Exercise task: Copy every one of the entries below word for word, leaving out the pictures.

* start *

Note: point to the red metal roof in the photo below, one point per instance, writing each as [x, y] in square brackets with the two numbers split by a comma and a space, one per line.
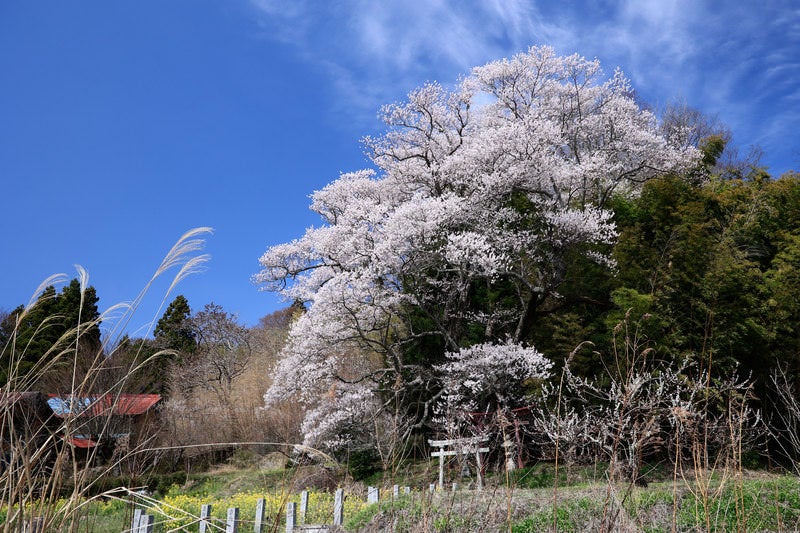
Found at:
[81, 442]
[116, 405]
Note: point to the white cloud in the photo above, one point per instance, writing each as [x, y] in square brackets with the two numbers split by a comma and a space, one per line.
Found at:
[732, 59]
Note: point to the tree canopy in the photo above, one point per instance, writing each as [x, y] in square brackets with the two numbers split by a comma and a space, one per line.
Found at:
[481, 199]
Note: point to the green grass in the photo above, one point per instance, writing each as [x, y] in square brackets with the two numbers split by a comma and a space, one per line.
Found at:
[758, 501]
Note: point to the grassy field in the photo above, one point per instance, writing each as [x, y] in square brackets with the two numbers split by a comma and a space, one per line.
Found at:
[528, 501]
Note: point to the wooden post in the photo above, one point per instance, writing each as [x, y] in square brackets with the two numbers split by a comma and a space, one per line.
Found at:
[373, 495]
[259, 521]
[232, 522]
[303, 506]
[291, 516]
[205, 515]
[146, 522]
[338, 508]
[479, 467]
[135, 521]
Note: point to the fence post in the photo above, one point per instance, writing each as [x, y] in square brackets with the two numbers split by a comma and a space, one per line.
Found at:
[205, 515]
[373, 494]
[260, 507]
[338, 507]
[291, 516]
[303, 506]
[146, 522]
[232, 522]
[135, 521]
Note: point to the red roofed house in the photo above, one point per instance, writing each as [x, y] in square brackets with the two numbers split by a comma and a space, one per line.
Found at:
[113, 422]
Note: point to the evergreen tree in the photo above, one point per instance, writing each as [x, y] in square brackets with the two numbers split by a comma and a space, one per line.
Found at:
[173, 330]
[68, 320]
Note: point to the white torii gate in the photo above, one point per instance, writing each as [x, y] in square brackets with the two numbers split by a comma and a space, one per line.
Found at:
[463, 446]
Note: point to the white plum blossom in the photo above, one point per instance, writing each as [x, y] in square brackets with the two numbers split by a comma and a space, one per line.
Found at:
[491, 186]
[490, 375]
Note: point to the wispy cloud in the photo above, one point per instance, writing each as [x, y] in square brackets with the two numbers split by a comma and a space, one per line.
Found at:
[734, 59]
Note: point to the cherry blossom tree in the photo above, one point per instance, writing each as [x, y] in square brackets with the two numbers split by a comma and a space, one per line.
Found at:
[479, 197]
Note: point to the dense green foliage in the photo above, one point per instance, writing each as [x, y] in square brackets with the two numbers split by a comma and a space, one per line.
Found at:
[57, 321]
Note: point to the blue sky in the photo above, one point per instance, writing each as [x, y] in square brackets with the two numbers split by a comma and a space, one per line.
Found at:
[124, 124]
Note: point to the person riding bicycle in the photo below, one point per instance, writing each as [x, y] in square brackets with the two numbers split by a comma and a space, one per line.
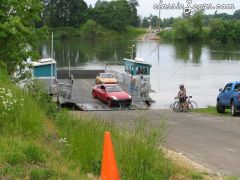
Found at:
[182, 94]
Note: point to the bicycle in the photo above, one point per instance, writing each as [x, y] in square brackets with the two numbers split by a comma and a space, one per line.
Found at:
[187, 106]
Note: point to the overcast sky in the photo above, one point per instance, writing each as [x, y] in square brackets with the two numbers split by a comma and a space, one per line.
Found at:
[146, 7]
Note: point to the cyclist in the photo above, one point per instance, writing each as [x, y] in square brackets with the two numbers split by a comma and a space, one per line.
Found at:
[182, 94]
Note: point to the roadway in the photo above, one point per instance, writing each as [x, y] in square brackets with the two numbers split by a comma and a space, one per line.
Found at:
[211, 141]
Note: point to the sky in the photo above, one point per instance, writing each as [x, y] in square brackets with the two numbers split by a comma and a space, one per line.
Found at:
[147, 7]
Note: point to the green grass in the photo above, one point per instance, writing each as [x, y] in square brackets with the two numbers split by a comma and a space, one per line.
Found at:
[212, 110]
[38, 143]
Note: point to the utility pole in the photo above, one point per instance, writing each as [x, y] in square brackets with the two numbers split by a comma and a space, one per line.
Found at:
[159, 14]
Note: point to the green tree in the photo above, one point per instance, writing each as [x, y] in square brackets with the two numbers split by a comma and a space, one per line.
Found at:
[17, 31]
[145, 22]
[114, 15]
[65, 12]
[236, 14]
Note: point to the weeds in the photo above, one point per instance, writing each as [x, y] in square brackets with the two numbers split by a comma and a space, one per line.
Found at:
[75, 146]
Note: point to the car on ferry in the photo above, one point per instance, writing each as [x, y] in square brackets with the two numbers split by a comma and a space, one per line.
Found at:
[112, 94]
[106, 78]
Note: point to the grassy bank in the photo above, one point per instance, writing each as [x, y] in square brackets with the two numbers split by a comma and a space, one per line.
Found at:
[91, 30]
[38, 142]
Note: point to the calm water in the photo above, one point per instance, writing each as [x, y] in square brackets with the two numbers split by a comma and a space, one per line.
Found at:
[202, 68]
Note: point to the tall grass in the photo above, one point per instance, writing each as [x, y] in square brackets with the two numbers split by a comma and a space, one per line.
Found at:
[137, 152]
[36, 145]
[19, 114]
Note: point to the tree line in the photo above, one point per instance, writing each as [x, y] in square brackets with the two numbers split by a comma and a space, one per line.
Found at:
[200, 27]
[21, 23]
[115, 15]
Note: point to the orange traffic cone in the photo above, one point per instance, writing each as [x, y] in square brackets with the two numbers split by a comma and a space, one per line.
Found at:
[109, 165]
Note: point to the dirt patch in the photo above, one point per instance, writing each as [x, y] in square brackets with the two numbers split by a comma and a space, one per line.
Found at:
[182, 161]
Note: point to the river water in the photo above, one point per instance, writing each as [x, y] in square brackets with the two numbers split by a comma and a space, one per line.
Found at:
[202, 68]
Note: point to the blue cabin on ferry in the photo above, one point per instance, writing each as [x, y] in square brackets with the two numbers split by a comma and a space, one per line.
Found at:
[44, 68]
[137, 67]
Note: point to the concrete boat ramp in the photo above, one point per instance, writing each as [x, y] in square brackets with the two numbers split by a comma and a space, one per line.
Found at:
[78, 93]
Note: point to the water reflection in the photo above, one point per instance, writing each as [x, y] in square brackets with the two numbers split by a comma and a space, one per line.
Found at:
[80, 52]
[221, 52]
[194, 65]
[188, 53]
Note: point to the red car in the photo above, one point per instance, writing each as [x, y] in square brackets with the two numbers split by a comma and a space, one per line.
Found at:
[112, 94]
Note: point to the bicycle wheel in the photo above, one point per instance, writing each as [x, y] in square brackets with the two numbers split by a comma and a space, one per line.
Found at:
[192, 105]
[177, 106]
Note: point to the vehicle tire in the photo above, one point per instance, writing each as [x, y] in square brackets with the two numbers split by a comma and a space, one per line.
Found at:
[233, 109]
[220, 108]
[109, 102]
[94, 94]
[192, 105]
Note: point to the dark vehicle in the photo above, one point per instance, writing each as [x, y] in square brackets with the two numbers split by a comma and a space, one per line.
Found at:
[229, 98]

* end *

Solution for this problem:
Note: point to the red metal roof in the photo below, one point per instance, writing each as [x, y] in square brackets with the two numbers split by a comma and a space, one per line.
Found at:
[81, 442]
[116, 405]
Note: point to the white cloud in the photo above, one point per instance, writing each as [x, y] in square brackets with the two numbers split by a comma and a space, one per line.
Found at:
[732, 59]
Note: point to the tree canopy in the photo above, one point per instance, writing each as [x, y] in square brackets with the two numbers split by a comma and a space, one per line.
Found at:
[481, 199]
Note: point to the green grass in the photo above, one point per instance, writing each as [x, y] in square brackets with the two numbers split by a comma and a space, one per line.
Found at:
[758, 501]
Note: point to the grassy field in the photo above, one point per instance, writing each as [x, y] in square brackets with the two numbers split by a comma and a space, one per line.
Found at:
[528, 501]
Note: point to the wooden post in the photo above, one point per instance, writing each as [x, y] in square brackets with the two numbers split by a comma and a space, one per line.
Found at:
[373, 495]
[259, 521]
[232, 522]
[303, 506]
[291, 516]
[205, 515]
[146, 522]
[338, 508]
[479, 467]
[135, 521]
Note: point to the fence post in the photo above, one point per instance, writing each as [x, y] in square brackets with the two numbers split by a comma and a space, one per line.
Found at:
[205, 515]
[373, 494]
[260, 507]
[338, 507]
[291, 516]
[303, 506]
[146, 522]
[232, 522]
[135, 521]
Note: point to the red roofed house in the photo above, one point per instance, writing each as [x, y] in square brackets with the two numbers split by a comma and a space, one per line.
Found at:
[113, 422]
Note: point to the evergreen tree in the photo above, one point per instance, writing each as [x, y] in square brackets with the two numbers split by a comma and a space, one per line.
Found at:
[173, 330]
[68, 320]
Note: point to the white torii gate in the photo above, one point per instance, writing each as [x, y] in square brackets with the two numbers split by a comma and a space, one per line.
Found at:
[463, 446]
Note: point to the white plum blossom in the photo above, one point per instance, writing each as [x, y] in square brackets with the two numbers split by a comma and a space, one per line.
Found at:
[491, 186]
[490, 375]
Note: point to the wispy cloud in the photo above, one point per instance, writing each as [x, y] in square brackets with the two numbers split by a comma and a space, one per line.
Found at:
[734, 59]
Note: point to the cherry blossom tree in the photo above, one point per instance, writing each as [x, y] in square brackets with the two numbers split by a comma and a space, one per line.
Found at:
[479, 197]
Note: point to the dense green foliage in the photo above, one point per instance, writing each as [x, y] in square brackets with the two numbers split by a comma and a space, one per line.
Found at:
[57, 321]
Note: point to the blue sky in the photo above, one point per instance, writing each as [x, y] in square brackets with the two numbers split by a comma and a space, one per line.
Found at:
[124, 124]
Note: point to the person riding bicycle in the photo below, one point per instance, writing each as [x, y] in square brackets with the two numbers split by a comma and a space, one per line.
Found at:
[182, 94]
Note: point to the bicycle in the photo above, one point per instance, writing each as [x, y] in square brackets with the two numbers split by a comma and a space, one per line.
Found at:
[187, 106]
Note: point to the overcast sky in the photo above, one point per instance, writing each as [x, y] in square brackets with the two numbers split by a comma and a space, one per line.
Found at:
[146, 7]
Note: point to the cyclist in the photo above, one point per instance, writing each as [x, y] in square brackets with the two numbers split by a comma and a space, one per line.
Found at:
[182, 94]
Note: point to the roadway in the photo above, one point per instance, writing each as [x, y] in square brackets with the two numbers split by a comma and a space, one per line.
Found at:
[211, 141]
Note: point to the sky in the photo above, one point per instance, writing each as [x, y] in square brackets with the two numbers split by a comma and a space, one per line.
Found at:
[147, 7]
Note: point to the green grass in the photo above, one point per instance, writing each as [x, y] in square brackets with the two numbers split by a comma and a space, one per line.
Found at:
[212, 110]
[38, 143]
Note: point to the utility pole in the photo above, one point per instance, writing each as [x, y] in square brackets with the two numbers split by a comma and a space, one per line.
Found at:
[159, 14]
Note: point to the green tree in the photo above, one point per instance, writing each as [x, y] in square brackets with the two numbers split by a comma and a space, one per line.
Found at:
[17, 31]
[145, 22]
[114, 15]
[65, 12]
[236, 14]
Note: point to the weeds in the photo above, one point per instance, writing each as [x, y] in square brackets with the two numbers split by a comma and a space, one per line.
Found at:
[75, 146]
Note: point to the car on ferry in the photo above, one point per instance, writing each as [x, y] in square brackets with the two numbers split by a comma and a space, one per line.
Found at:
[112, 94]
[106, 78]
Note: point to the grassy bank in the photo above, one point per instance, writing each as [x, y] in square brackets with the two numbers split by a comma and a space, one per line.
Found at:
[91, 30]
[38, 142]
Note: point to the calm water in the photo above, one point per instance, writing each as [x, y] in square brackets with the two numbers split by a comma and a space, one per line.
Found at:
[202, 68]
Note: point to the tall grass in the photo above, one point per instance, writing each as [x, y] in square brackets with the two numbers split by a comma and a space, one per line.
Found at:
[137, 152]
[36, 145]
[19, 114]
Note: point to the tree line in the photo above, one point per instance, writing each as [x, y] in square brackets with the two numbers split by a comma and a space, one per line.
Found at:
[200, 27]
[21, 23]
[115, 15]
Note: point to the orange traffic cone in the photo above, one point per instance, writing each as [x, y] in square brackets with the two numbers split by a comma and a space, one per line.
Found at:
[109, 165]
Note: point to the dirt patch in the photo above, one point per instance, writing each as [x, y] in square brackets with the two numbers split by a comma and a space, one per line.
Found at:
[182, 161]
Note: point to the river water in the photo above, one point per instance, writing each as [x, y] in square brackets with the two numbers split by a comma and a space, one per line.
Found at:
[202, 68]
Note: point to the blue cabin on ferry in the photo above, one point per instance, writing each as [x, y] in square brackets with the two numbers split by a comma and a space, one per line.
Found at:
[44, 68]
[137, 67]
Note: point to the concrete boat ramp in the photo above, one point per instance, writing each as [x, y] in square brackets with the two numbers split by a comma and a space, one per line.
Found at:
[78, 93]
Note: point to the water reflection in the photo above, one point per instance, writing each as [x, y] in square brackets with the two numbers split by a comma and a space, one per line.
Found at:
[80, 52]
[221, 52]
[194, 65]
[188, 53]
Note: point to the red car in the photo above, one point per instance, writing each as [x, y] in square brackets with the two numbers split by a comma and a space, one per line.
Found at:
[112, 94]
Note: point to the bicycle wheel in the photo above, one point per instance, writing each as [x, y] in square brackets with the two numbers split by a comma and a space, one per line.
Found at:
[192, 105]
[177, 106]
Note: point to the vehicle tire in the photo above, one point per instance, writing each as [x, y] in square brackets with the two numbers split by a comma and a space, one per line.
Found at:
[233, 109]
[220, 108]
[109, 102]
[94, 94]
[192, 105]
Note: point to the dark vehicle in the photo above, one point per instance, writing each as [x, y] in square brackets with the two numbers split by a comma and a space, one per line.
Found at:
[229, 98]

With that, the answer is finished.